[Enregistrements issus d'un jeu de données]
--
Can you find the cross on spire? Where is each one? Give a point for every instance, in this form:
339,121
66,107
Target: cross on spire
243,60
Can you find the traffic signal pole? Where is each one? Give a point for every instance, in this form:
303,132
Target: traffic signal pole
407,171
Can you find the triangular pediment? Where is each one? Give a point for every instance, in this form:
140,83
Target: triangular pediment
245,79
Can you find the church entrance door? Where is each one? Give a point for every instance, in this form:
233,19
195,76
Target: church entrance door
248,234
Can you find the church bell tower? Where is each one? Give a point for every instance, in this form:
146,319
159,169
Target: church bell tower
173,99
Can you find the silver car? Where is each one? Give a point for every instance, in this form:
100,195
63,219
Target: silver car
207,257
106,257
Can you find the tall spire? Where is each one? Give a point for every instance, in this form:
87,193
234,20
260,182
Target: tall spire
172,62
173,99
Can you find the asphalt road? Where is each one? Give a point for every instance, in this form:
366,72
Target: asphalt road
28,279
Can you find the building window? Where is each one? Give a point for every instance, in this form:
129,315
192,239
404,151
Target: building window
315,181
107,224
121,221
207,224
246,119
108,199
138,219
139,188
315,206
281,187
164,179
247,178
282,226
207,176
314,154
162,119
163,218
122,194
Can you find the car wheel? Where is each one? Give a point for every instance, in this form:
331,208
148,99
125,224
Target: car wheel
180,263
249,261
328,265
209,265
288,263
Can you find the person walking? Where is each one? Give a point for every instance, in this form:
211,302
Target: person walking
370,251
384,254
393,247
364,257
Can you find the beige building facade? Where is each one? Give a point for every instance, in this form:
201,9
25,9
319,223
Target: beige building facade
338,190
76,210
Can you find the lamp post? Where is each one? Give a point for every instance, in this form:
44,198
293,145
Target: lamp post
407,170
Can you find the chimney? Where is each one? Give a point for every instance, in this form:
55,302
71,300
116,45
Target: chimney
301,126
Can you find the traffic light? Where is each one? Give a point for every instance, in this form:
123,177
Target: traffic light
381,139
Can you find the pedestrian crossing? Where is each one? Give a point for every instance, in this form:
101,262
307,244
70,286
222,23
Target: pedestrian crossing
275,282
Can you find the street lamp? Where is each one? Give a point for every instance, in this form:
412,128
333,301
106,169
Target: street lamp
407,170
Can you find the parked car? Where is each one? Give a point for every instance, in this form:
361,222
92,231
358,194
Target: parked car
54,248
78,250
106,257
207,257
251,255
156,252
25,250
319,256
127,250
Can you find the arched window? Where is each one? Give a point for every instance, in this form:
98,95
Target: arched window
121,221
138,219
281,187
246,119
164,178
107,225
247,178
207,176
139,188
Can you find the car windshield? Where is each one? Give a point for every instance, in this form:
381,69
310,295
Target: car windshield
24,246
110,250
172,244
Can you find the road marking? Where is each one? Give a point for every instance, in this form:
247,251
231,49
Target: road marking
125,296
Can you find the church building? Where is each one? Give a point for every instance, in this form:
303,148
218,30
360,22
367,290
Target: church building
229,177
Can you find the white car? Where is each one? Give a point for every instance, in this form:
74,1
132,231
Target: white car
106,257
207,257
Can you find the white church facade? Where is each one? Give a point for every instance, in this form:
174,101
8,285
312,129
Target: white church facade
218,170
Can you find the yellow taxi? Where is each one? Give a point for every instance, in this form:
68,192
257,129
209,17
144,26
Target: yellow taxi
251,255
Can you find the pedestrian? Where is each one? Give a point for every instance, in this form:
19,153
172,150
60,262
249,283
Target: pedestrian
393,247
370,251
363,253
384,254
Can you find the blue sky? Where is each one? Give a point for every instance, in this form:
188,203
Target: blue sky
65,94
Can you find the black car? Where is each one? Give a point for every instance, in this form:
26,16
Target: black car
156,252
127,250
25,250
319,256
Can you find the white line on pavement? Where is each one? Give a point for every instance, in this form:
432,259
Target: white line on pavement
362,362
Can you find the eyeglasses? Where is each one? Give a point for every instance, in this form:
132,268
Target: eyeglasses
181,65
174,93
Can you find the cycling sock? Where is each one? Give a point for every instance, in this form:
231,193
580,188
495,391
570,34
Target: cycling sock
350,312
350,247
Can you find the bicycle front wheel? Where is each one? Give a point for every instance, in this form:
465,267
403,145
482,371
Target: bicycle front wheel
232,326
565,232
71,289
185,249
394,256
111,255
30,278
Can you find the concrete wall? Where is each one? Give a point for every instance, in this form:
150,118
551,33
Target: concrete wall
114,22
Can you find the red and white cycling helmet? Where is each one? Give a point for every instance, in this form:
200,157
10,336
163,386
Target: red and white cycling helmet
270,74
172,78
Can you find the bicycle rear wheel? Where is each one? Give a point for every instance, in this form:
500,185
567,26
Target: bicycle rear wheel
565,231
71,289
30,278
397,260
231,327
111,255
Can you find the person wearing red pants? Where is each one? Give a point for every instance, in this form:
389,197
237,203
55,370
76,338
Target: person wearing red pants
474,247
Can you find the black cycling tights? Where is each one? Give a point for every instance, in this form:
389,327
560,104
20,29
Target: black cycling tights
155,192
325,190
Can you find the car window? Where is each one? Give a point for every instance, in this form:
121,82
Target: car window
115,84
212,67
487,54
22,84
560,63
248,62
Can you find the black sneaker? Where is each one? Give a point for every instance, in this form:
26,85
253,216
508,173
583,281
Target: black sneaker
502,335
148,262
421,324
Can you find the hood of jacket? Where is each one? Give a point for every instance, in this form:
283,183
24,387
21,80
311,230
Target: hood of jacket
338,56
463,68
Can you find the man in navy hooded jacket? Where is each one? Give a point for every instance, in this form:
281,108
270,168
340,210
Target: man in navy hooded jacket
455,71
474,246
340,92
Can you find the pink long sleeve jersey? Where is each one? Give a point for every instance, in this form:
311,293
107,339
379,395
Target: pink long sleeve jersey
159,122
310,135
--
Travail demandé => Reproduisez à l'identique l'intégralité des enregistrements ci-dessus, ligne par ligne, sans en omettre aucun.

Tâche réalisée =>
Can you find the cross on spire? Where is each one? Give a point for every instance, in this form:
339,121
66,107
Target: cross on spire
243,60
Can you find the traffic signal pole? Where is each one? Give a point for every instance, in this form:
303,132
Target: traffic signal pole
407,171
Can you find the triangular pediment? Where is each one? Give a point for every instance, in this form:
140,83
Target: triangular pediment
245,79
Can you find the church entrance door? Where is each one? Give a point for every instance, in this form:
233,19
195,76
Target: church entrance door
248,234
Can you find the church bell tower? Where is each one? Give a point for every instance, in this form:
146,319
159,169
Target: church bell tower
173,99
Can you find the silver car? Where is each one? Give a point for every instance, in this form:
100,195
63,219
Target: silver car
207,257
106,257
Can you find the tall spire? Where is each one? Give a point for every instance, in this form:
87,193
234,20
260,182
Target: tall spire
172,62
173,99
Can you find the asphalt road? Where is each one? Give a point for every instance, in this form:
366,72
Target: asphalt road
28,279
Can you find the building window? Where is each one? Give a point for every instance, in this form:
129,315
192,239
404,151
Target: building window
315,181
107,224
121,221
207,224
246,119
108,199
138,219
139,188
315,206
281,187
164,179
247,178
282,226
207,176
314,154
162,119
163,218
122,194
Can you find the car wheel? Where is each one? Give a point for every instance, in this form:
331,208
148,99
125,224
Target: car wheel
180,263
249,261
328,265
209,265
288,263
Can you find the person walking? Where is each one? Give a point for every instance, in this form:
211,302
Target: person walking
370,251
384,254
393,247
364,257
Can you find the beige building facade? Where is each one? Give a point for every instance, in this form:
201,9
25,9
319,223
Target: beige building facade
338,190
76,210
Can you find the lamp post? Where is each one? Give a point for every instance, in this form:
44,198
293,145
Target: lamp post
407,170
Can you find the chimney? Where is each one? Give a point for every instance, in this form:
55,302
71,300
116,45
Target: chimney
301,126
Can you find the traffic light? Where is each one? Give a point for every instance, in this form:
123,177
Target: traffic light
381,139
Can you find the pedestrian crossing? Where is each one? Give a point for every instance, in this form:
101,262
307,244
70,286
222,23
Target: pedestrian crossing
275,282
Can you find the street lamp? Where is each one? Give a point for every instance, in this form:
412,128
333,301
106,169
Target: street lamp
407,170
Can you find the parked car? Where is each one? Give a point for every instance, in this form:
361,222
92,231
358,194
Target: parked car
54,248
78,250
106,257
207,257
251,255
156,252
25,250
319,256
127,250
Can you find the arched window? Where is each one? Give a point for every instance, in this form:
98,95
Target: arched window
121,221
138,219
281,187
246,119
164,178
107,225
247,178
207,176
139,188
Can you find the car windshield? Where is each one? Give a point for every instance, in this form:
381,69
310,295
Target: car windshield
24,246
110,250
172,244
Can you find the road marking? Where is each one? Give a point for every instance, in this form:
247,251
231,49
Target: road marking
125,296
Can you find the church building? Where is each one? Give a point for every instance, in this form:
303,148
218,30
360,22
367,290
Target: church building
229,177
Can you find the white car? Where is each one? Give a point for every instance, in this form:
74,1
132,231
Target: white car
106,257
207,257
Can you find the white church facade? Where is each one? Give a point for every instance, in this form:
174,101
8,285
312,129
Target: white church facade
218,170
Can you find the yellow taxi? Where is each one? Give a point for every instance, in this form:
68,192
257,129
209,17
144,26
Target: yellow taxi
251,255
Can you find the pedestrian? Where is each one? Give a point for every instance, in this form:
19,153
172,150
60,262
249,283
Target: pedestrian
393,247
370,251
363,253
384,254
Can you find the blue sky? Where is each one? Give a point for every instance, in this form:
188,203
Target: blue sky
65,94
Can you find the black car? Where is each one? Give a point for every instance, in this form:
26,16
Target: black car
156,252
127,250
25,250
319,256
Can you find the white line on pavement? Where is each one? Give a point for every instance, in this form:
432,259
Target: white line on pavement
362,362
Can you find the eyeglasses? Where is each one? Give a point for every instance, in this form:
132,268
Target: eyeglasses
181,65
174,93
Can you find the cycling sock? Where is each one? Give a point for every instance, in this form:
231,193
580,188
495,391
570,34
Target: cycling sock
350,312
350,247
Can you find the bicycle front wheel? Where is each one? Give a point for every instance, in this form:
465,267
403,145
482,371
Target: bicycle front wheel
232,326
565,232
71,289
185,249
394,256
111,255
30,278
Can you find the concrete wall? Where is each one? Give a point for every instance, in this form:
150,118
551,33
Target: concrete wall
114,22
Can you find the red and white cycling helmet? Where is each one? Give a point for every instance, in this form:
200,157
10,336
163,386
Target: red and white cycling helmet
270,74
172,78
Can you find the bicycle rear wheel? Where is each one? Give a point for every instance, in this form:
500,185
567,26
Target: bicycle rear wheel
565,231
71,289
30,278
397,260
231,327
111,255
Can you find the person wearing red pants? Where is each one? Give a point for every instance, in this form:
389,197
237,203
55,370
76,338
Target: person wearing red pants
474,247
Can you find the black cycling tights? Where is each one? Give a point for every instance, in this form:
389,327
560,104
20,29
Target: black cycling tights
155,192
325,190
Can you find the car window? Where is each one? Give a point for every instance, in this form:
121,82
Target: car window
115,84
212,67
487,54
22,84
560,63
248,62
Can you find the black sneaker? Where is each one? Give a point for every instance, in this form:
26,85
253,216
508,173
583,281
Target: black sneaker
502,335
148,262
421,324
Can you find the hood of jacket? Where is each one? Give a point for every instance, in this form:
283,183
24,387
21,80
311,230
Target: hood of jacket
338,56
463,68
Can you find the man in navy hooded jacket? Where is each one? Give a point for every instance, in this form:
281,108
270,168
340,210
Target: man in navy hooded jacket
455,71
474,246
340,92
Can you find the pink long sleeve jersey? Where is each one? Give a point for every instance, in this form:
311,293
107,339
379,395
Target: pink long sleeve jersey
159,122
310,135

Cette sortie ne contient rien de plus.